--- Text extract ---

══════════════════════════════

By JULIE MIDDLETON, Careers editor
Eight out of 10 top executives got pay rises in the year to September 1 - but the rate of increase is slowing, tempered by the disparity between CEO pay and company performance here and overseas, and associated shareholder disgruntlement.
The picture is drawn in the latest twice-yearly CubikSurvey of salaries, one of the largest in the country and used by companies as a benchmark.
This year bosses have been told that the proportion of top dogs getting rises reflects what happened in 2001 - but the amounts have been pulled back.
Increases in basic cash pay of more than 10 per cent went to 17.8 per cent of the people labelled "top executives" - base salary increase in this survey meaning the rise going to those who were in their job the entire year to September 1.
But double the number of executives received such rises the year before, says survey manager Kevin McBride.

══════════════════════════════

--- Data segment ---
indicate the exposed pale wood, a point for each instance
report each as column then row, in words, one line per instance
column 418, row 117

══════════════════════════════

--- Exercise directions ---
In the executive pay article, what share of top executives received increases in basic cash pay of more than 10 percent?

--- Exercise output ---
17.8 percent